_What is required_
Reproduce all of the lines below word for word, leaving out the pictures.

_Data in this exercise_
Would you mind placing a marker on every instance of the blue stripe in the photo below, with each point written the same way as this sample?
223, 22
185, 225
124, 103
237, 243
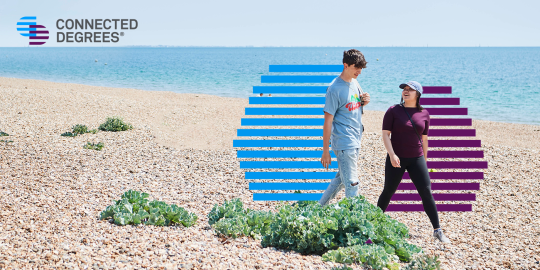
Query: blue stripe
277, 143
297, 79
287, 100
287, 196
306, 68
289, 175
288, 186
285, 165
289, 89
284, 111
281, 154
279, 132
282, 121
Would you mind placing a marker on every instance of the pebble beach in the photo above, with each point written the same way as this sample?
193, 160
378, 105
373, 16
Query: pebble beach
180, 151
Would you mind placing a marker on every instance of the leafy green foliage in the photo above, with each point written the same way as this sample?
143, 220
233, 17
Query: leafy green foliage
94, 146
135, 208
424, 262
338, 231
115, 124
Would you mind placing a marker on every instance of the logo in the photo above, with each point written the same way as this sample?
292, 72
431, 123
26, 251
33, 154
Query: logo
28, 27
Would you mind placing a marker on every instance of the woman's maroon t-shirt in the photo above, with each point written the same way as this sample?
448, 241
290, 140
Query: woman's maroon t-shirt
405, 142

_Response below_
Would you mind placing a marker on every instance of the blue stripe in the photo below, with each point written the same way as this sample?
223, 22
185, 225
124, 103
237, 243
Query: blue stripe
277, 143
297, 79
287, 100
287, 196
306, 68
289, 175
288, 186
285, 165
289, 89
284, 111
281, 154
279, 132
282, 121
Would you mind placing a marker on every instance of the pebble beach in the photo above, with each point written the same way as this sample?
193, 160
378, 105
373, 16
Query: pebble beach
180, 151
Would you mind placing a marker on every instance of the leafy green foliage in the photo above, with each point written the same way as this sample?
143, 220
233, 17
Query: leafy green foliage
94, 146
135, 208
424, 262
338, 231
115, 124
Would you mind placing a marker on every instance of the logo in the photo above, with each point written the same way as this sample?
292, 72
431, 123
26, 251
33, 154
Query: logo
28, 27
Would you mind placing a marker on every instance of the woman's maroon t-shirt in the photo above, with each point written the same way as this sample?
448, 241
290, 140
Query: woman's maroon t-shirt
405, 142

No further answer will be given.